What this task involves:
Can you render the whole listing below as a numbered list, leaving out any blank lines?

Dataset excerpts on object pointing
[START]
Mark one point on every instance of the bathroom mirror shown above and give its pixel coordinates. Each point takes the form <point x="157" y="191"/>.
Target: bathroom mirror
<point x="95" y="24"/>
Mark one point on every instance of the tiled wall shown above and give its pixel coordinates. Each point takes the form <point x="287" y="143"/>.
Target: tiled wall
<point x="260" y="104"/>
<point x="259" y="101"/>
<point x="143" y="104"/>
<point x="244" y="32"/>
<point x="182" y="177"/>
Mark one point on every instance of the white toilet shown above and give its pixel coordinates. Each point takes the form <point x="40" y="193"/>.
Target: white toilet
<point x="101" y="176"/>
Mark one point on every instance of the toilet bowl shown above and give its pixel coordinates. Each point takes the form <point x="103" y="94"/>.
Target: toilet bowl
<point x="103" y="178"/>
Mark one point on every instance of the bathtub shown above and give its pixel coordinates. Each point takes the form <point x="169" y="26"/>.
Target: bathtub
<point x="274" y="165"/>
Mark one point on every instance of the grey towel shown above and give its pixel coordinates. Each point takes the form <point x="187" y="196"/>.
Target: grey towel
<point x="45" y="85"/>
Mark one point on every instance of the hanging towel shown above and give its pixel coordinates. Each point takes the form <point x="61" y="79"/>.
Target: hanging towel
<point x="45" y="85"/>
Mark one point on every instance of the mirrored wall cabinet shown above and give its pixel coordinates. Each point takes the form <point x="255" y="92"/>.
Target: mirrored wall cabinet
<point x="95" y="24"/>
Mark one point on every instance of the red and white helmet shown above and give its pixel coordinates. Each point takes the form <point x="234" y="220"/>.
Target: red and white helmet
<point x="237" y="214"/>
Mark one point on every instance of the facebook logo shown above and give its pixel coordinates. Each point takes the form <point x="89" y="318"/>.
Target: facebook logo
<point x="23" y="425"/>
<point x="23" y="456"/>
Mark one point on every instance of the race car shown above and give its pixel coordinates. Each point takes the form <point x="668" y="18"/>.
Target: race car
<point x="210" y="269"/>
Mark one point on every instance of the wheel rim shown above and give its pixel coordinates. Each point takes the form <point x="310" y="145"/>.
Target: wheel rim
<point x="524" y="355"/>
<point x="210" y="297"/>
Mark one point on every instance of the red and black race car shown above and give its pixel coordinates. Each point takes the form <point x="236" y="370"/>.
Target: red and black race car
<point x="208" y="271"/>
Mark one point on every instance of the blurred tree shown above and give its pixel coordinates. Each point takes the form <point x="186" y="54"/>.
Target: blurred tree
[END]
Correct output:
1. Mark one point on every instance of the bathroom mirror shown above and give its pixel coordinates. Each point takes the form <point x="157" y="191"/>.
2. Target: bathroom mirror
3. <point x="95" y="24"/>
4. Mark one point on every instance of the tiled wall shown above and give its pixel coordinates. Each point takes the form <point x="287" y="143"/>.
5. Target: tiled wall
6. <point x="260" y="104"/>
7. <point x="259" y="101"/>
8. <point x="143" y="104"/>
9. <point x="244" y="32"/>
10. <point x="182" y="177"/>
11. Mark one point on every instance of the white toilet shown above and give its pixel coordinates. Each point takes the form <point x="40" y="193"/>.
12. Target: white toilet
13. <point x="101" y="176"/>
14. Mark one point on every instance of the toilet bowl shown above and give its pixel coordinates. Each point takes the form <point x="103" y="94"/>.
15. Target: toilet bowl
16. <point x="103" y="178"/>
17. Mark one point on every instance of the bathtub shown above and give its pixel coordinates. Each point takes the form <point x="169" y="26"/>.
18. Target: bathtub
19. <point x="274" y="165"/>
20. Mark one point on every instance of the grey towel shown above and give its pixel coordinates. Each point takes the form <point x="187" y="196"/>.
21. Target: grey towel
22. <point x="45" y="85"/>
23. Mark one point on every instance of the hanging towel shown above and give its pixel coordinates. Each point takes the form <point x="61" y="79"/>.
24. Target: hanging towel
25. <point x="45" y="85"/>
26. Mark one point on every instance of the mirrored wall cabinet shown above and give its pixel coordinates. Each point takes the form <point x="255" y="92"/>.
27. Target: mirrored wall cabinet
28. <point x="95" y="24"/>
29. Mark one point on every instance of the red and white helmet shown above and give its pixel coordinates. Each point takes the form <point x="234" y="220"/>.
30. Target: red and white helmet
31. <point x="237" y="214"/>
32. Mark one point on every instance of the facebook logo shown above and give its pixel coordinates. Each point takes the form <point x="89" y="318"/>.
33. Target: facebook logo
34. <point x="23" y="425"/>
35. <point x="23" y="456"/>
36. Mark one point on every instance of the race car shown above and give its pixel coordinates. Each point takes the form <point x="668" y="18"/>.
37. Target: race car
38. <point x="210" y="269"/>
39. Mark one point on every instance of the wheel rim shown above and give its pixel coordinates. Each point takes the form <point x="310" y="145"/>.
40. Target: wheel rim
41. <point x="524" y="355"/>
42. <point x="210" y="297"/>
43. Mark one point on every instance of the red and black race car shown above and give its pixel coordinates. Each point takes the form <point x="236" y="370"/>.
44. Target: red and black race car
45. <point x="208" y="271"/>
46. Mark one point on every instance of the blurred tree shown above and give its pixel coordinates. Each point takes the form <point x="186" y="54"/>.
47. Target: blurred tree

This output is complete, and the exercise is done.